Work instructions ▸
Write out each record again exactly as it stands.

The data ▸

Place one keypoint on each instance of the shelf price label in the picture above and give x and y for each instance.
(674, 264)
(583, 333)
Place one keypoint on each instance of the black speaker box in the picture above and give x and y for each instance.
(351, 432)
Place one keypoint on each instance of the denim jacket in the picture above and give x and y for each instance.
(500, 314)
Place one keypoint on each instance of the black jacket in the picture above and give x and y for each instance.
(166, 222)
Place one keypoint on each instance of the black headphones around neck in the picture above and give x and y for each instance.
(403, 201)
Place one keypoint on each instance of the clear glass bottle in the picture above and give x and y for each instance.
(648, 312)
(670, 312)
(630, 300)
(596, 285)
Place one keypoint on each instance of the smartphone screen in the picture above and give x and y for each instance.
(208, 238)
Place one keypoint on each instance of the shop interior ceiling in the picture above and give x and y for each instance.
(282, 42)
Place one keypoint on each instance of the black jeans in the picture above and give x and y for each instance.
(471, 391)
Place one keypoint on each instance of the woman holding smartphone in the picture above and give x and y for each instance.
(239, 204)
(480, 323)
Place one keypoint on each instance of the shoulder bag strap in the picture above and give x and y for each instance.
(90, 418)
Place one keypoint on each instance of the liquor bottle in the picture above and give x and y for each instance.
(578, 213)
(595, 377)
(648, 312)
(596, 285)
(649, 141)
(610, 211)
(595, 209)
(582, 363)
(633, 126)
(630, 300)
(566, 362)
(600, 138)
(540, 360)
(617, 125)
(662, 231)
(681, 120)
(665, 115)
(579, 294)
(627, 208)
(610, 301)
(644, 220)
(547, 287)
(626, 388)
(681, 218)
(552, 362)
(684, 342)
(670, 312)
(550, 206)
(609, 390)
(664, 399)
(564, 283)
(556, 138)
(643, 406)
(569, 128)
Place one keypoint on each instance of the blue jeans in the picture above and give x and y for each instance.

Solved exercise ▸
Place one keypoint on each instance of the shelf price label in the picture above and give x and y for each instance.
(674, 264)
(583, 333)
Place one keypoint on each instance of the black speaker box in the picture above and give x and y for each instance.
(351, 432)
Place one keypoint on each instance of the denim jacket in the picture above and give x and y for each instance.
(500, 314)
Place one keypoint on each instance of the black jacket in the picture above and give x and y for each instance.
(166, 222)
Place one keypoint on each instance of the black headphones around neck in the picture above and give x and y for each instance.
(403, 201)
Place one keypoint on each instance of the clear glass bottle in the picture above and give x and y for each instance.
(648, 312)
(670, 312)
(630, 300)
(596, 285)
Place one keypoint on each instance of the smartphone screen in the picture above and give x and y for each instance.
(208, 238)
Place one keypoint on each instance of the shop interior ceiling in the picture above and give x and y for each instance.
(282, 42)
Place one keypoint on each instance of the black jeans in the picture above and give x and y for each instance.
(471, 391)
Place one keypoint on each instance of the woman holding smartphone in the picture above and give x and y for each instance.
(239, 204)
(480, 323)
Place one keypoint on each instance of the shoulder bag strap in the picture above and give x and y for each instance.
(90, 418)
Place one keypoint on each instance of the liquor bottle in the picture above and give x and y for each instance.
(578, 213)
(595, 377)
(648, 312)
(596, 285)
(649, 141)
(610, 211)
(595, 209)
(582, 363)
(633, 126)
(630, 300)
(566, 362)
(600, 138)
(540, 360)
(617, 125)
(662, 231)
(681, 120)
(665, 115)
(579, 294)
(627, 208)
(610, 301)
(644, 220)
(547, 287)
(626, 388)
(681, 218)
(552, 362)
(684, 342)
(670, 312)
(550, 206)
(609, 390)
(664, 399)
(564, 283)
(556, 138)
(643, 406)
(569, 128)
Place one keypoint on each instance of the blue jeans in the picture above and give x and y for each instance.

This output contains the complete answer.